TASK DETAILS: Render the stretch from the start of the lines through the line containing "[[[190,99],[195,99],[195,93],[192,93],[190,94]]]" as a JSON list of strings, one string per line, with blank lines skipped and the picture left out.

— begin RECORD EXTRACTS —

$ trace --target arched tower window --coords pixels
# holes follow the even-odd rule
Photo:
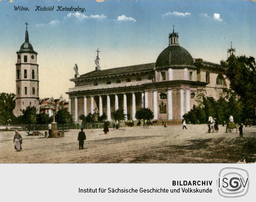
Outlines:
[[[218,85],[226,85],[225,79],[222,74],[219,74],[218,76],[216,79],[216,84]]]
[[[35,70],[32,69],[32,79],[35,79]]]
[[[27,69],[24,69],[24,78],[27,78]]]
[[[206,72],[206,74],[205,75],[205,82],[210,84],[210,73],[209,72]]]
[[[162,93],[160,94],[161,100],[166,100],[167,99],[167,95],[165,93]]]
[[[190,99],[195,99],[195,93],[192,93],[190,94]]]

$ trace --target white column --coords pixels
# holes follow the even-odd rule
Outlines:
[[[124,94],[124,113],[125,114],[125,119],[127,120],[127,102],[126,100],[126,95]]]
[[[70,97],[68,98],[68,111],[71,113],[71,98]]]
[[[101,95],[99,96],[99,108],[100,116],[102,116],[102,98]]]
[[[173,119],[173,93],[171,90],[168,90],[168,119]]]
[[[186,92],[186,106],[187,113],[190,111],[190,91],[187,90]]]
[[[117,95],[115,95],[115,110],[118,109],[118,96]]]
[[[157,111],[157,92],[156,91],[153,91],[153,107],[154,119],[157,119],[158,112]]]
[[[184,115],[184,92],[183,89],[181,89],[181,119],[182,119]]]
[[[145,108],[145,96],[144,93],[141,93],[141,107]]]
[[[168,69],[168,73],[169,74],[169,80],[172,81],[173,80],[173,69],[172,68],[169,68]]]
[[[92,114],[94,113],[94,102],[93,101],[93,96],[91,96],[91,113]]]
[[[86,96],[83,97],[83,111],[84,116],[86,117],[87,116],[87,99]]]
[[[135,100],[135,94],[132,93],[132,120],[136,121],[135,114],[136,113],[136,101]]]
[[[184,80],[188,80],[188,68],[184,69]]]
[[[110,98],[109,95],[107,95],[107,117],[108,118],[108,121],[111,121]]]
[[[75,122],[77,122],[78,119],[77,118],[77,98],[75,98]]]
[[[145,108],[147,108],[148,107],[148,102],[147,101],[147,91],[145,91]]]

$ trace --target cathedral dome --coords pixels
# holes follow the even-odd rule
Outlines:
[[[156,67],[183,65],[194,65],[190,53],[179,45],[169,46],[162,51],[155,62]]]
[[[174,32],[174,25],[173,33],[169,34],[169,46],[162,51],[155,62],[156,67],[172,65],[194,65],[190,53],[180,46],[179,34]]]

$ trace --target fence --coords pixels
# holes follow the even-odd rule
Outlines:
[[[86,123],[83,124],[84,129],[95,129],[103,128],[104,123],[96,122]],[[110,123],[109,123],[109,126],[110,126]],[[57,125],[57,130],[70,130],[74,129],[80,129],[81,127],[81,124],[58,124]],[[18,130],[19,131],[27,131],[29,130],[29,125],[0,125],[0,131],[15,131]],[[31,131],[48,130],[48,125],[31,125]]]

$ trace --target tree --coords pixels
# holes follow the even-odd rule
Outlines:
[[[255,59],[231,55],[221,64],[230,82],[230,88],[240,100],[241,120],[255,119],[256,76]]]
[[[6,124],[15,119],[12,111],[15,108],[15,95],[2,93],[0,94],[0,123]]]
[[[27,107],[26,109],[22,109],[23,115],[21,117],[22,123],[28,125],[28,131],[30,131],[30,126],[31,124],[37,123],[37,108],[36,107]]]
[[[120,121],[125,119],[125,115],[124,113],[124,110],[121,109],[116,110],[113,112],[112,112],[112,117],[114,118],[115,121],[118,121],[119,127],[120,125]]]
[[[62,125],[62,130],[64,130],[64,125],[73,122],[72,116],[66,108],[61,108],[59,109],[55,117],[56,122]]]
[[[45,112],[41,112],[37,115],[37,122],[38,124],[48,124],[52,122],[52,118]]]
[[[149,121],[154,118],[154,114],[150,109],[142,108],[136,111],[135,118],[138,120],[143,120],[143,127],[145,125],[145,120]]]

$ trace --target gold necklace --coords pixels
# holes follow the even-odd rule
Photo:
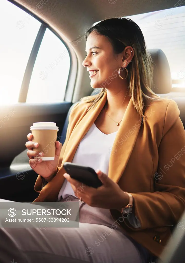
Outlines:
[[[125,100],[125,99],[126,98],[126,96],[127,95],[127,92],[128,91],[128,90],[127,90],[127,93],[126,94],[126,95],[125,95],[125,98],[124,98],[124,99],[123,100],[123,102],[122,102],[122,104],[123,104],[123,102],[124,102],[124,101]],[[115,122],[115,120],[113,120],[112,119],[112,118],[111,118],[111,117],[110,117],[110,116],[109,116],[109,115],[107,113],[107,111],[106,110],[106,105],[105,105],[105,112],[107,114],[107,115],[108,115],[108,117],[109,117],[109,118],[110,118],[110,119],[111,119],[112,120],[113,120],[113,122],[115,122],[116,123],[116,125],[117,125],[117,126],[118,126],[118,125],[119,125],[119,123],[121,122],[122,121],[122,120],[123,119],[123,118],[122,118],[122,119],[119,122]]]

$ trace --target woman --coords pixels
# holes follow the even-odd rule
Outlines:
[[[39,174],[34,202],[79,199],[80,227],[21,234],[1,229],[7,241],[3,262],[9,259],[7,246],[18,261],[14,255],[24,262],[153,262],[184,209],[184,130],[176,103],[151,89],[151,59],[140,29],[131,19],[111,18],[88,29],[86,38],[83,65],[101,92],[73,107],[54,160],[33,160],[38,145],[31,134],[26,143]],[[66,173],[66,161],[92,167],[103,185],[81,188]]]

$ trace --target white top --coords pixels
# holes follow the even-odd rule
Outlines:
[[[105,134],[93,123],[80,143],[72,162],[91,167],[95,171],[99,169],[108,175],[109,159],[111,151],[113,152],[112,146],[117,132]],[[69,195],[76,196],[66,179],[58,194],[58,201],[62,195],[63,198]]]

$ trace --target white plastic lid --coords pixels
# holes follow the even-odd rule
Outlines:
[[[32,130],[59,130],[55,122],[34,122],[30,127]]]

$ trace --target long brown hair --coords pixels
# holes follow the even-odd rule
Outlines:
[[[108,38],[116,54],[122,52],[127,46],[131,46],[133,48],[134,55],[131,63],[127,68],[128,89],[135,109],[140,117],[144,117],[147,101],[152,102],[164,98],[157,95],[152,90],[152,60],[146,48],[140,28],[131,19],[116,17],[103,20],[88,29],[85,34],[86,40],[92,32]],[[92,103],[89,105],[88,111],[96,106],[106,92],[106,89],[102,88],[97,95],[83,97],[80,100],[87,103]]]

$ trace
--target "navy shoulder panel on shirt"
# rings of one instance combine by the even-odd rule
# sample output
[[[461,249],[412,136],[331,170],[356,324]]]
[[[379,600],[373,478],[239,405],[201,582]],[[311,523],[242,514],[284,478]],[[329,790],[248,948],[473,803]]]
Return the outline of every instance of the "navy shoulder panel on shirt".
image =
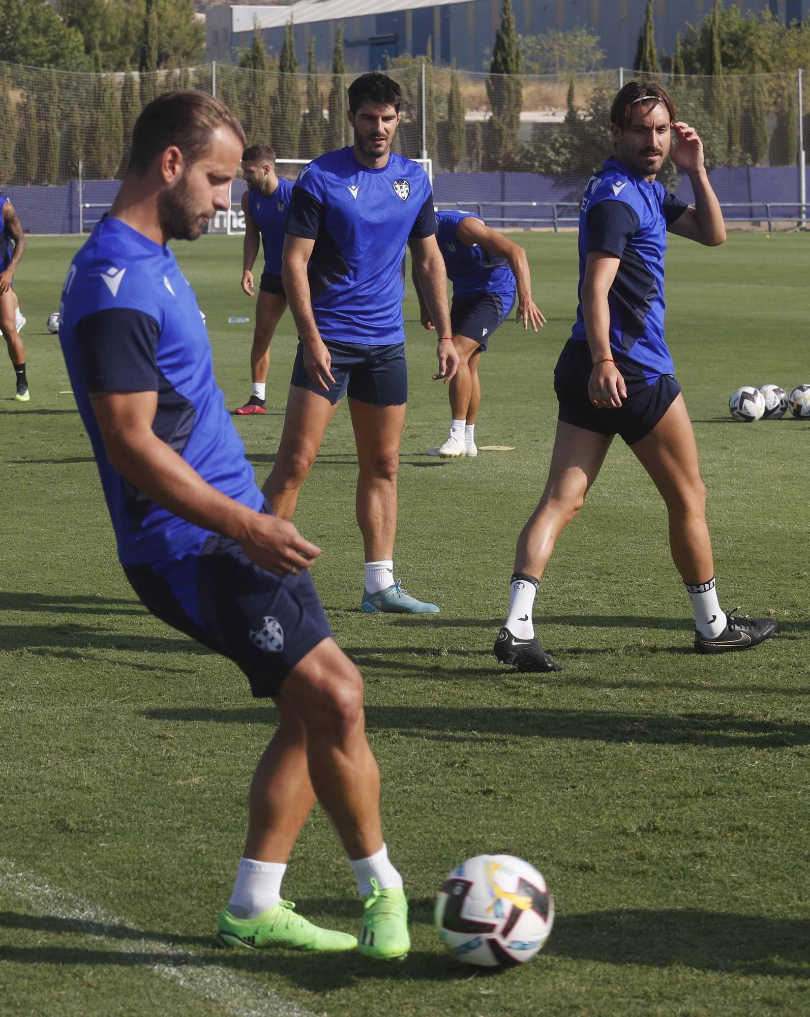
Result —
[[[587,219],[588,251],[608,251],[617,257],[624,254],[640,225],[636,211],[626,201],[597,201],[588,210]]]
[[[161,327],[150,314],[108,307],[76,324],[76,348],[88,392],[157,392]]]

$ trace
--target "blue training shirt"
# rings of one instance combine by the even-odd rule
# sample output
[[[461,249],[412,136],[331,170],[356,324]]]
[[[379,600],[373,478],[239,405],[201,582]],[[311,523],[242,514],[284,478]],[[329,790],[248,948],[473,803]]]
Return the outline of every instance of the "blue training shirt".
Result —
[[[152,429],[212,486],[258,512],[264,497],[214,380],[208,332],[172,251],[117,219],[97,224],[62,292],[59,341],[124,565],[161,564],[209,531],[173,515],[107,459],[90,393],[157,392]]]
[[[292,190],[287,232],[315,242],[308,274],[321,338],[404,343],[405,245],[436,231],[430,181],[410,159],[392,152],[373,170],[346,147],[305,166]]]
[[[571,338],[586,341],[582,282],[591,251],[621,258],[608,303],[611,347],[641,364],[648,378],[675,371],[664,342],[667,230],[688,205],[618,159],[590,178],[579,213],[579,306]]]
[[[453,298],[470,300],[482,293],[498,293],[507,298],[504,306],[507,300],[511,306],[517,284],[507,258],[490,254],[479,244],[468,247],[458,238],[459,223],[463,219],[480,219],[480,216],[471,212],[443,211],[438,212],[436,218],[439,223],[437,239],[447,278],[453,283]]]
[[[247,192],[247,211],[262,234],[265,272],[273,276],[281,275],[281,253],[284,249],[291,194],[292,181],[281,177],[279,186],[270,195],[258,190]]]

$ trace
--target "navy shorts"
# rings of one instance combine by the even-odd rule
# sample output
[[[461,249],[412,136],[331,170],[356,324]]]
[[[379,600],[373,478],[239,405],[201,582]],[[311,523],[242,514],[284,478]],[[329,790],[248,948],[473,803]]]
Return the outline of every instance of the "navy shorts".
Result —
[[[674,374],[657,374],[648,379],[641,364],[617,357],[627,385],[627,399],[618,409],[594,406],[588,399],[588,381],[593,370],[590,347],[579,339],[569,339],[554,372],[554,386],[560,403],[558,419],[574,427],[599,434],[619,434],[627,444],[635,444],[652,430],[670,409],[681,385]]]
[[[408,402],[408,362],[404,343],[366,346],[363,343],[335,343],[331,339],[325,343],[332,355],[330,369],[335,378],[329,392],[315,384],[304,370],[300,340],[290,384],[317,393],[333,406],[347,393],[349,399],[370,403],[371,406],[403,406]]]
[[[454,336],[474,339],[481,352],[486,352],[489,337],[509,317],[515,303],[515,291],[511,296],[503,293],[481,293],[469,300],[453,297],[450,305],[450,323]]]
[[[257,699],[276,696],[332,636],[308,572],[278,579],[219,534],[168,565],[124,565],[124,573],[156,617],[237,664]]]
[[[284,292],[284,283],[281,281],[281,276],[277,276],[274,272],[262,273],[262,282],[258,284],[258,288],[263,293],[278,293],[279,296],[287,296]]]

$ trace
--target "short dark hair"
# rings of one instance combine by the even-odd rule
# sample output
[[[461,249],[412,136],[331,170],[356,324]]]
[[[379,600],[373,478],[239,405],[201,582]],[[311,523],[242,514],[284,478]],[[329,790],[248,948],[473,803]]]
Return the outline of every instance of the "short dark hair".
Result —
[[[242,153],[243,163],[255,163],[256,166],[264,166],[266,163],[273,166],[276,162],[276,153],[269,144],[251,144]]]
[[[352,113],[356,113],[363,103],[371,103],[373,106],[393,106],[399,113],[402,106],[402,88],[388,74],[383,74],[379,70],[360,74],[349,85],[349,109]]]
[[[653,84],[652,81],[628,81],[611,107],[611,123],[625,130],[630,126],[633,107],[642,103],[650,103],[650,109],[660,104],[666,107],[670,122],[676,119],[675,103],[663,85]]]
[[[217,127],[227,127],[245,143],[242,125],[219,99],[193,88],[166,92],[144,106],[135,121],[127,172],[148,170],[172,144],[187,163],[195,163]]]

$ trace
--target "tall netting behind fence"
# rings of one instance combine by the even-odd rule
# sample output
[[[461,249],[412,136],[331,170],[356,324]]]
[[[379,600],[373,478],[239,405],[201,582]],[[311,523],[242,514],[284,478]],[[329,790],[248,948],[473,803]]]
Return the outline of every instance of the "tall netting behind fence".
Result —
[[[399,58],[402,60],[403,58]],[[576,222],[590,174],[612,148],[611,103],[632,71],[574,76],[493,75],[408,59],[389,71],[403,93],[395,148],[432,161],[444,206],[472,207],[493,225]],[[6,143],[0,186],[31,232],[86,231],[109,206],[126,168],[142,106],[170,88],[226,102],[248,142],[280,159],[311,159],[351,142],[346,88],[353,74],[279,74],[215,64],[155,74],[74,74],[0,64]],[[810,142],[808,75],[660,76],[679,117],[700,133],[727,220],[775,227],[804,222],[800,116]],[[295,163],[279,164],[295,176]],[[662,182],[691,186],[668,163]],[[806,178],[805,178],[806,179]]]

— end RECORD EXTRACTS —

THE RESULT:
[
  "$ trace --target arched tower window --coords pixels",
  "# holes follow the even-odd rule",
  "Photo:",
  "Outlines:",
  "[[[218,85],[226,85],[225,79],[222,74],[219,74],[218,76],[216,79],[216,84]]]",
  "[[[35,70],[32,69],[32,79],[35,79]]]",
  "[[[27,69],[24,69],[24,78],[27,78]]]",
  "[[[206,72],[206,74],[205,75],[205,82],[210,84],[210,73],[209,72]]]",
  "[[[162,93],[160,94],[161,100],[166,100],[167,99],[167,95],[165,93]]]",
  "[[[190,99],[195,99],[195,93],[192,93],[190,94]]]"
]